AIM OF THE TASK:
In full and without change, retype the records.

RECORDS FOR THE EXERCISE:
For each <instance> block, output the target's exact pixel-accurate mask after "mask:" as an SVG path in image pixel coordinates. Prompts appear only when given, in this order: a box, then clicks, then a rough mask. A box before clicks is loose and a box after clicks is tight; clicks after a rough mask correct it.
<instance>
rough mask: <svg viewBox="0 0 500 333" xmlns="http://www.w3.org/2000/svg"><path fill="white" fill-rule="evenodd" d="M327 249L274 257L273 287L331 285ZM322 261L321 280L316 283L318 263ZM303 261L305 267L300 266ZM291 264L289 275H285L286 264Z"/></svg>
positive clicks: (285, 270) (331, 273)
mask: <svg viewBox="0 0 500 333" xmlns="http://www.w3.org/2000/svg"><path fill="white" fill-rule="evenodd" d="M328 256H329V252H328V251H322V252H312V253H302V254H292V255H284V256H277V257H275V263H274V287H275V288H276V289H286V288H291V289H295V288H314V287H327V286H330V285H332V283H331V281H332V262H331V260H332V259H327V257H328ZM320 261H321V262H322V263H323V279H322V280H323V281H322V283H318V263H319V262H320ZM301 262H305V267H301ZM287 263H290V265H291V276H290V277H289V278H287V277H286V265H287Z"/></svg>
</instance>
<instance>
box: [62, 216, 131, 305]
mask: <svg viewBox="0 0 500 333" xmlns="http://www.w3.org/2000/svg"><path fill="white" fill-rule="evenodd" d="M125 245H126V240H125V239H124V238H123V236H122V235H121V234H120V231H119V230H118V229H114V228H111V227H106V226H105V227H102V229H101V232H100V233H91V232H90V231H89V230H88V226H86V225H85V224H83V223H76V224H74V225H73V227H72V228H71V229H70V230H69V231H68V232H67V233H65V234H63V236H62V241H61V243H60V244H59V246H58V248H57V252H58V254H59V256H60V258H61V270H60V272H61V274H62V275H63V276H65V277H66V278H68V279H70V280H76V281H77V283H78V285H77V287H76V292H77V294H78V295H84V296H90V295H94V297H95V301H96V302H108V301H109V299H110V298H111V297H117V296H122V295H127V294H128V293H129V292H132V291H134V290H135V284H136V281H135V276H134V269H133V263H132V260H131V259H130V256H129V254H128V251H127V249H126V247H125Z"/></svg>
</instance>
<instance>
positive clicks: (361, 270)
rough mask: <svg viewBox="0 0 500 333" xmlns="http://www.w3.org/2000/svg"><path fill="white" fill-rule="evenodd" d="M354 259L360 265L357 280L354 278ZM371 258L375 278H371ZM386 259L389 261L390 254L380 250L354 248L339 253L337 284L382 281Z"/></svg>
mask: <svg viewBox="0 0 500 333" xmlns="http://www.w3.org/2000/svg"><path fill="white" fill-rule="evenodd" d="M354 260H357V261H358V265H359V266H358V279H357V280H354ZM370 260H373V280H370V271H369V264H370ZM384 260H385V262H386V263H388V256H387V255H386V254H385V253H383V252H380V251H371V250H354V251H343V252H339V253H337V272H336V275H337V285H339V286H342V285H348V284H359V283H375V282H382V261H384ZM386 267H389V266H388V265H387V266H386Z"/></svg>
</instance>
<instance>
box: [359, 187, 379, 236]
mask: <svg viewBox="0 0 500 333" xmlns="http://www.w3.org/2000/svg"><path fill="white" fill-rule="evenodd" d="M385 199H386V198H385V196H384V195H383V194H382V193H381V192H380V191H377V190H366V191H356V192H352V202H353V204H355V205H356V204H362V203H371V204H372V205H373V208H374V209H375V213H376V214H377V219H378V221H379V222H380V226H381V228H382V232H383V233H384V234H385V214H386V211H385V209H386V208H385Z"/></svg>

REPLY:
For each <instance> block, output the target's exact pixel-accurate mask after "mask:" as an SVG path in image pixel coordinates. Prompts appear only when given, in this order: a box, then clicks, then a rough mask. A box before clicks is loose and a box after clicks is tight; clicks after a rough mask correct it.
<instance>
rough mask: <svg viewBox="0 0 500 333" xmlns="http://www.w3.org/2000/svg"><path fill="white" fill-rule="evenodd" d="M327 249L274 257L273 287L331 285ZM322 261L321 280L316 283L318 263ZM303 261L305 267L300 266ZM291 264L289 275H285L286 264Z"/></svg>
positive clicks: (285, 270) (331, 273)
mask: <svg viewBox="0 0 500 333" xmlns="http://www.w3.org/2000/svg"><path fill="white" fill-rule="evenodd" d="M328 256H329V252H328V251H322V252H312V253H302V254H292V255H284V256H277V257H275V263H274V287H275V288H276V289H286V288H291V289H295V288H314V287H327V286H330V285H332V283H331V281H332V262H331V260H332V259H327V257H328ZM320 261H321V262H322V263H323V279H322V280H323V281H322V283H318V263H319V262H320ZM301 262H305V267H301ZM287 263H290V265H291V276H290V277H289V278H287V277H286V265H287Z"/></svg>
</instance>
<instance>
box: [62, 216, 131, 305]
mask: <svg viewBox="0 0 500 333" xmlns="http://www.w3.org/2000/svg"><path fill="white" fill-rule="evenodd" d="M125 245H126V240H125V239H124V238H123V236H122V235H121V234H120V231H119V230H118V229H114V228H111V227H106V226H105V227H102V229H101V232H100V233H91V232H90V231H89V230H88V226H86V225H85V224H83V223H76V224H74V225H73V227H72V228H71V229H70V230H69V231H68V232H67V233H65V234H63V236H62V241H61V243H60V244H59V246H58V248H57V252H58V254H59V256H60V258H61V270H60V272H61V274H62V275H63V276H65V277H66V278H68V279H70V280H76V281H77V283H78V285H77V287H76V292H77V294H78V295H84V296H90V295H94V297H95V301H96V302H108V301H109V299H110V298H111V297H117V296H122V295H127V294H128V293H129V292H132V291H134V290H135V284H136V281H135V276H134V269H133V263H132V260H131V259H130V256H129V254H128V251H127V249H126V247H125Z"/></svg>
</instance>
<instance>
positive clicks: (361, 270)
rough mask: <svg viewBox="0 0 500 333" xmlns="http://www.w3.org/2000/svg"><path fill="white" fill-rule="evenodd" d="M354 259L360 265L357 280L354 278ZM371 258L375 278H371ZM386 259L389 261L390 254L380 250L354 248L339 253L337 284L382 281Z"/></svg>
mask: <svg viewBox="0 0 500 333" xmlns="http://www.w3.org/2000/svg"><path fill="white" fill-rule="evenodd" d="M354 260H357V261H358V265H359V266H358V279H357V280H354ZM370 260H373V280H370V271H369V264H370ZM384 260H385V262H386V263H388V256H387V255H386V254H385V253H383V252H380V251H371V250H354V251H343V252H339V253H337V272H336V275H337V285H339V286H342V285H348V284H359V283H375V282H382V261H384ZM386 267H389V266H388V265H387V266H386Z"/></svg>
</instance>
<instance>
box: [359, 187, 379, 236]
mask: <svg viewBox="0 0 500 333" xmlns="http://www.w3.org/2000/svg"><path fill="white" fill-rule="evenodd" d="M385 199H386V198H385V196H384V195H383V194H382V193H381V192H380V191H377V190H366V191H356V192H352V202H353V204H355V205H356V204H362V203H371V204H372V205H373V208H374V209H375V213H376V214H377V219H378V221H379V222H380V226H381V228H382V232H383V233H384V234H385V214H386V211H385V209H386V208H385Z"/></svg>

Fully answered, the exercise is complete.